(GOAL OF THE EXERCISE) Every entry below should be copied exactly, minus the pictures.

_ _ _

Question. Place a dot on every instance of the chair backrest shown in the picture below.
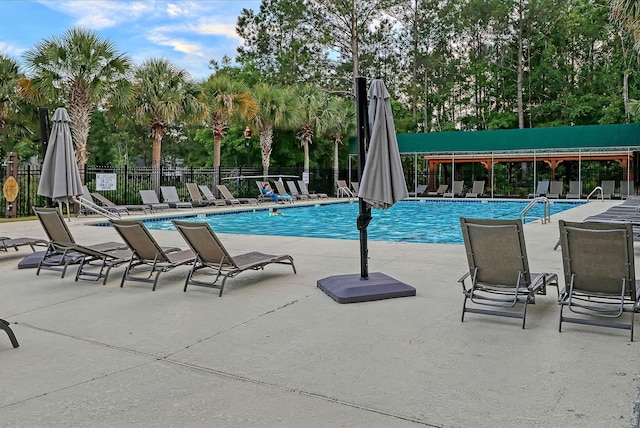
(137, 237)
(597, 257)
(194, 193)
(496, 251)
(169, 194)
(204, 242)
(225, 192)
(54, 225)
(206, 192)
(555, 187)
(149, 197)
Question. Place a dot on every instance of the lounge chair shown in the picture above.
(599, 274)
(211, 254)
(476, 190)
(150, 199)
(456, 190)
(170, 196)
(555, 190)
(283, 195)
(575, 190)
(439, 191)
(305, 191)
(499, 269)
(541, 190)
(148, 257)
(62, 249)
(209, 196)
(343, 189)
(4, 325)
(197, 199)
(107, 203)
(627, 189)
(420, 190)
(608, 187)
(231, 200)
(293, 191)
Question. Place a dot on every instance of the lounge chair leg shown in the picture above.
(4, 325)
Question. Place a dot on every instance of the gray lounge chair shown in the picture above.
(212, 255)
(476, 190)
(62, 249)
(149, 259)
(209, 196)
(599, 274)
(231, 200)
(439, 191)
(541, 190)
(305, 191)
(150, 199)
(170, 196)
(499, 269)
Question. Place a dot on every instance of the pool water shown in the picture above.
(407, 221)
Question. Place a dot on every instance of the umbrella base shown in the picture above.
(353, 289)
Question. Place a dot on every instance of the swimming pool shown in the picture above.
(426, 221)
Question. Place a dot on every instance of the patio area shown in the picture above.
(276, 351)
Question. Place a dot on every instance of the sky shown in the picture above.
(188, 32)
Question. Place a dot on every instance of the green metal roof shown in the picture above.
(560, 139)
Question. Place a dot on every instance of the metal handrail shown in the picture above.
(546, 217)
(95, 208)
(594, 191)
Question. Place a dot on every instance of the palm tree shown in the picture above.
(164, 95)
(226, 98)
(312, 103)
(84, 71)
(276, 108)
(341, 116)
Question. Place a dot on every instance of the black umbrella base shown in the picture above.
(353, 289)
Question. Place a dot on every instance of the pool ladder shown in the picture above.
(546, 217)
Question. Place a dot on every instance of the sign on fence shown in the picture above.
(105, 182)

_ _ _

(OUTPUT OF THE EXERCISE)
Question. Place a dot on every instance of the chair backrest shown in the picture below.
(137, 237)
(597, 257)
(194, 193)
(496, 251)
(169, 194)
(204, 242)
(225, 192)
(54, 225)
(206, 192)
(555, 187)
(149, 197)
Question. Place a dot on every instance of the lounge chair shown in the picture above.
(599, 274)
(211, 254)
(476, 190)
(150, 199)
(456, 190)
(170, 196)
(555, 190)
(283, 195)
(575, 190)
(439, 191)
(305, 191)
(499, 269)
(541, 190)
(148, 257)
(62, 249)
(209, 196)
(343, 189)
(4, 325)
(197, 199)
(107, 203)
(627, 189)
(420, 190)
(608, 187)
(231, 200)
(293, 191)
Question. Place a dot on every instance of the lounge chair leg shown in the picture above.
(4, 325)
Question. Place a dot on every instance of the gray lounge chair shown in the picture above.
(212, 255)
(476, 190)
(62, 249)
(149, 259)
(209, 196)
(599, 274)
(231, 200)
(439, 191)
(541, 190)
(305, 191)
(150, 199)
(170, 196)
(499, 269)
Question. Place a dot on every instance of the pool water shown in the picture above.
(407, 221)
Question. Place a dot on every instance of the umbrella base shown in the picture above.
(353, 289)
Question. Place a dot on every instance of the swimming pool shown in the picture above.
(426, 221)
Question. Place a dot on every instance of the patio area shown in the picture above.
(276, 351)
Question. Place a dot on every instance of the sky shown in the picture above.
(188, 32)
Question. Place a dot on every instance of the green metal roof shown in the picture above.
(560, 139)
Question. Place a dot on every instance of the metal handrail shown in the picture above.
(546, 217)
(95, 208)
(594, 191)
Question. Place a dot on every instance of the palm tree shown in the picture above.
(164, 95)
(226, 98)
(312, 103)
(84, 71)
(276, 108)
(341, 116)
Question. Place a dot on every instance of the black umbrella base shown in the picture above.
(353, 289)
Question. Place a dot on every instance of the pool ladder shown in the picture above.
(546, 217)
Question. Place a dot on every instance of the sign on fence shown in the picture above.
(105, 182)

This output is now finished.